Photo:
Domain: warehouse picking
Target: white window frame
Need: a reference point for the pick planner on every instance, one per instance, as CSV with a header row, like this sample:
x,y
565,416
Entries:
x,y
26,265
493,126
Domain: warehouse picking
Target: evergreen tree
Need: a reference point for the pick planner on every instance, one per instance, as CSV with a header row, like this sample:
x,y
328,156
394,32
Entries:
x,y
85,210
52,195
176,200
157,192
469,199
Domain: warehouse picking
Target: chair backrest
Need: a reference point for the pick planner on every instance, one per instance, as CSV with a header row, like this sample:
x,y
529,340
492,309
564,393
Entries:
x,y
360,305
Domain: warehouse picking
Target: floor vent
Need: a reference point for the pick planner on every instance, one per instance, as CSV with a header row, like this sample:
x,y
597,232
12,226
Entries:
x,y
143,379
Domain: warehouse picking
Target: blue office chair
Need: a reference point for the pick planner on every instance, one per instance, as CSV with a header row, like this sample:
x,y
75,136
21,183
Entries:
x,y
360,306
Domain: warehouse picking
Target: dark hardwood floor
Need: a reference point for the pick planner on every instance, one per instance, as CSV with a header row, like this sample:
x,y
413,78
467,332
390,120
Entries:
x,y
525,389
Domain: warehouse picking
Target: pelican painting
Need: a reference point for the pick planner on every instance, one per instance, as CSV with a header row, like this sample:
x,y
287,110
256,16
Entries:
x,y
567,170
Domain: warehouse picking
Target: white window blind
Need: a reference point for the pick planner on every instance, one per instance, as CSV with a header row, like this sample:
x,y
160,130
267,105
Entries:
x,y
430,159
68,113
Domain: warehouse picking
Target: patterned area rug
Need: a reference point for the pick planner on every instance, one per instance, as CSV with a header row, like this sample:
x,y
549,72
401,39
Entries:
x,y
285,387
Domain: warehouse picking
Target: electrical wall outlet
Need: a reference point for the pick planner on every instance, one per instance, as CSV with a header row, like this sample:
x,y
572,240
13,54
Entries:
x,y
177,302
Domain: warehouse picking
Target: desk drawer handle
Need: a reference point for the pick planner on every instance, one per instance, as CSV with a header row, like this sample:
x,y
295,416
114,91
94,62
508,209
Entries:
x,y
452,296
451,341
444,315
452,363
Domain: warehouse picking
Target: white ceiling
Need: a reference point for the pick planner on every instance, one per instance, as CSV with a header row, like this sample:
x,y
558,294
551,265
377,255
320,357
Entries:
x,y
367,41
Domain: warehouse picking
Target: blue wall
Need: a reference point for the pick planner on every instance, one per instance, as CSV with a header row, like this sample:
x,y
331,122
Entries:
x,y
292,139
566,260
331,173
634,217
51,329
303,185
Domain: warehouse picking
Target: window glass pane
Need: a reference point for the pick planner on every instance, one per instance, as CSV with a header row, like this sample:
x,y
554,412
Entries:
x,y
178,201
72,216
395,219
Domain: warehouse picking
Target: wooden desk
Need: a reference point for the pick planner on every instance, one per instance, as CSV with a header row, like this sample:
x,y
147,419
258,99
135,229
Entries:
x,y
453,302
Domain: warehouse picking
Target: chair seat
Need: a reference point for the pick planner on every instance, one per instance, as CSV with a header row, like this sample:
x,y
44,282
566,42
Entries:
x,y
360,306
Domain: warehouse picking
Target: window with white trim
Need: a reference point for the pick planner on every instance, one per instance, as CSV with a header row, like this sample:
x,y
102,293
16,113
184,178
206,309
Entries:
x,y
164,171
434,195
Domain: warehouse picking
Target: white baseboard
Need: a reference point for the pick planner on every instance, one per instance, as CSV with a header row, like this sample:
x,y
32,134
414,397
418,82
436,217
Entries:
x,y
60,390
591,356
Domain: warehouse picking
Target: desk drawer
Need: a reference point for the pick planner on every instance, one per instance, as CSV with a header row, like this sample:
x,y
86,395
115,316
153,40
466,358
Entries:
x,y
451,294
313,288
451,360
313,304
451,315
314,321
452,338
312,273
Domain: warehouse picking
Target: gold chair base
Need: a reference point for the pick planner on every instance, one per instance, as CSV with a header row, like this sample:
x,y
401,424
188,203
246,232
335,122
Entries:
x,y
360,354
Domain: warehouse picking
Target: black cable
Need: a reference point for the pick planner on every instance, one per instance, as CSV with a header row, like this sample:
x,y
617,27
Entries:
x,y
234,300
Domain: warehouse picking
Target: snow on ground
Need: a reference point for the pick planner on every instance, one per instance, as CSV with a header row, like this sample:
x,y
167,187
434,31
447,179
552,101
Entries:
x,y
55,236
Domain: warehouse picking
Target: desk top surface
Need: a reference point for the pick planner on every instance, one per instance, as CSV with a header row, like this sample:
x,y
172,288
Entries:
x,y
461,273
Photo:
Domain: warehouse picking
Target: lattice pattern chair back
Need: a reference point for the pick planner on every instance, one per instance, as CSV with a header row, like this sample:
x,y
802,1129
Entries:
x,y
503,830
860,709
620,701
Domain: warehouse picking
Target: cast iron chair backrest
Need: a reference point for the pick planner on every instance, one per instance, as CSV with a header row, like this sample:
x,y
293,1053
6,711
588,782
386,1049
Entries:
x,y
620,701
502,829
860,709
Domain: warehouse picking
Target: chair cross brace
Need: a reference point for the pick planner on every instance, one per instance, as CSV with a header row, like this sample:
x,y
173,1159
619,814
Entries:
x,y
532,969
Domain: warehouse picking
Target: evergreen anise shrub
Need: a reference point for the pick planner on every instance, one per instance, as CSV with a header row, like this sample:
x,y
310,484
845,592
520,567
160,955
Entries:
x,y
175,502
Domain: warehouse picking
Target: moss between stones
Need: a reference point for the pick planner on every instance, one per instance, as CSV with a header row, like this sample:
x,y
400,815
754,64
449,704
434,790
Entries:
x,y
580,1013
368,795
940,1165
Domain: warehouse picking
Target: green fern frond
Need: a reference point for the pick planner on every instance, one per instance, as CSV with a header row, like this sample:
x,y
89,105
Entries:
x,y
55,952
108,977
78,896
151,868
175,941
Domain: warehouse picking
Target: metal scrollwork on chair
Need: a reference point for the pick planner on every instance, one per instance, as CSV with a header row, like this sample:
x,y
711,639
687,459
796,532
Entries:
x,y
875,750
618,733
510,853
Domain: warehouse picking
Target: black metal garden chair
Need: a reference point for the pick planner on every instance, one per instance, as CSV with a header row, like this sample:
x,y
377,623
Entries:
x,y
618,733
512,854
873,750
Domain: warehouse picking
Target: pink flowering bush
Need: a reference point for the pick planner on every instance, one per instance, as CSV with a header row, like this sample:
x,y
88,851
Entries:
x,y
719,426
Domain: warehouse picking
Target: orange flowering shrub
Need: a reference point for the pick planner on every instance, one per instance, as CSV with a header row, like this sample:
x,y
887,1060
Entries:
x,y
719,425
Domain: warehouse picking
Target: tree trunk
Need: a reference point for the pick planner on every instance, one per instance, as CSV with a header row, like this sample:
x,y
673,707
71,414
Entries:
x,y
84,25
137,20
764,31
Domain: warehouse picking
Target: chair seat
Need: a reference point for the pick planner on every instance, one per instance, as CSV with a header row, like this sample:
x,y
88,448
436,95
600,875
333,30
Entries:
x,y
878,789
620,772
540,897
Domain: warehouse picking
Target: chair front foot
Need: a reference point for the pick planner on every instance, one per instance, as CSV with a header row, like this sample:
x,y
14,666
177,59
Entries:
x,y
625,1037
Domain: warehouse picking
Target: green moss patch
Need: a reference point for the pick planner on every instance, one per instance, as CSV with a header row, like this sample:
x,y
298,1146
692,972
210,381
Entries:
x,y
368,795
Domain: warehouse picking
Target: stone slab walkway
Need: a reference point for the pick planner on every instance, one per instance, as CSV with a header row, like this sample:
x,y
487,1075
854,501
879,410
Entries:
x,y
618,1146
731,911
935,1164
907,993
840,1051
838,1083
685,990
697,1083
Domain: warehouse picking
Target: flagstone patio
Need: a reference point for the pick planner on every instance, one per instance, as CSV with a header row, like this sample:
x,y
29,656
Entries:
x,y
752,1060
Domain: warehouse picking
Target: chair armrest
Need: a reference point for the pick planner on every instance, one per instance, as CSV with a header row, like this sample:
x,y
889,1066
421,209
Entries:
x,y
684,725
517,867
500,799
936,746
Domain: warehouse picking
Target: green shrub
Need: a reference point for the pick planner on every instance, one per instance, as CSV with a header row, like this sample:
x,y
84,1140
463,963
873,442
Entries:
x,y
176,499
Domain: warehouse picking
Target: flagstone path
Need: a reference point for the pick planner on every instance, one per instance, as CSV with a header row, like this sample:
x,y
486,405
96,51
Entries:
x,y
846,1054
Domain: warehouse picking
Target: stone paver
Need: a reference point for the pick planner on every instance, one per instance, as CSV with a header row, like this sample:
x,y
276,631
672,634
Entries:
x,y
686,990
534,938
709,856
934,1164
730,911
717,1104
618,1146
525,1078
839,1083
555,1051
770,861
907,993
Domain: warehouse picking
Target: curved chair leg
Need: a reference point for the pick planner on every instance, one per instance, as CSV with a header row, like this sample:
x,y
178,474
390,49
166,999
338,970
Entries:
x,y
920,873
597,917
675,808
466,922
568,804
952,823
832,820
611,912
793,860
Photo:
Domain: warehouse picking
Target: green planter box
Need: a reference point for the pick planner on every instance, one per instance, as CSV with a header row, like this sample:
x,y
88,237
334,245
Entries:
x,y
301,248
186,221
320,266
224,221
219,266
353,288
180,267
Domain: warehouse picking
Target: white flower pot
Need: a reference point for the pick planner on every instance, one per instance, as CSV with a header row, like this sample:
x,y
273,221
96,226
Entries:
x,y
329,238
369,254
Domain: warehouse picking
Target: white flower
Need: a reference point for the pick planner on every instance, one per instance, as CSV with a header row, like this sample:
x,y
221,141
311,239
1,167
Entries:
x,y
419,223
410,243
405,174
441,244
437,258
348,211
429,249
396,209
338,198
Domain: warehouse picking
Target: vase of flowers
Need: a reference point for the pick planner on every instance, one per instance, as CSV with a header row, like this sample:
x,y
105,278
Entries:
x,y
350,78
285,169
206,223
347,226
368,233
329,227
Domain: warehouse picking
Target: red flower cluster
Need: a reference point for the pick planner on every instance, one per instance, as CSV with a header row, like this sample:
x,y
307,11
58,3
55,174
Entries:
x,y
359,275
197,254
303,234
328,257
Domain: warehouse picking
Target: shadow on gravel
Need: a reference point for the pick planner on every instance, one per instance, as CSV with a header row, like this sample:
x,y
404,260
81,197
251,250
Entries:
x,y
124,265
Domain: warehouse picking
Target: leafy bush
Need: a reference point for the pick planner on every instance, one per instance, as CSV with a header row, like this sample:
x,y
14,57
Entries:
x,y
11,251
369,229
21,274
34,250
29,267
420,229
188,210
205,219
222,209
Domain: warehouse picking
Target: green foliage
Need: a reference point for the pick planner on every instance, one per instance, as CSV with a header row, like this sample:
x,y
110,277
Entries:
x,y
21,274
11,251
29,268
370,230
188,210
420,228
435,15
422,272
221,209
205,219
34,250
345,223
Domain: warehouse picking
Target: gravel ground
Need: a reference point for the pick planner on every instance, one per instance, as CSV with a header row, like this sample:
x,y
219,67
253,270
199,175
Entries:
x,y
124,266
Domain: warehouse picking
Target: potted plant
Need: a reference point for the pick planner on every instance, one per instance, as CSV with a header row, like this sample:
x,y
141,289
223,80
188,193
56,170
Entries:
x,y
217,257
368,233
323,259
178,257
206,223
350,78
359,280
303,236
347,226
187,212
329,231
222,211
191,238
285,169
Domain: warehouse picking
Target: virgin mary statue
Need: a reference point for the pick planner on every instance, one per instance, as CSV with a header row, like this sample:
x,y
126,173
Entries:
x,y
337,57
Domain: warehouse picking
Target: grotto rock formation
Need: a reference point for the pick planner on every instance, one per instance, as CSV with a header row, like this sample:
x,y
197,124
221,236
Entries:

************

• [EXERCISE INSTRUCTIONS] Pick out each line in the rows above that contains the string "desk"; case counts.

• [RESULT]
Target: desk drawer handle
Target: wooden desk
Target: desk drawer
Target: desk top surface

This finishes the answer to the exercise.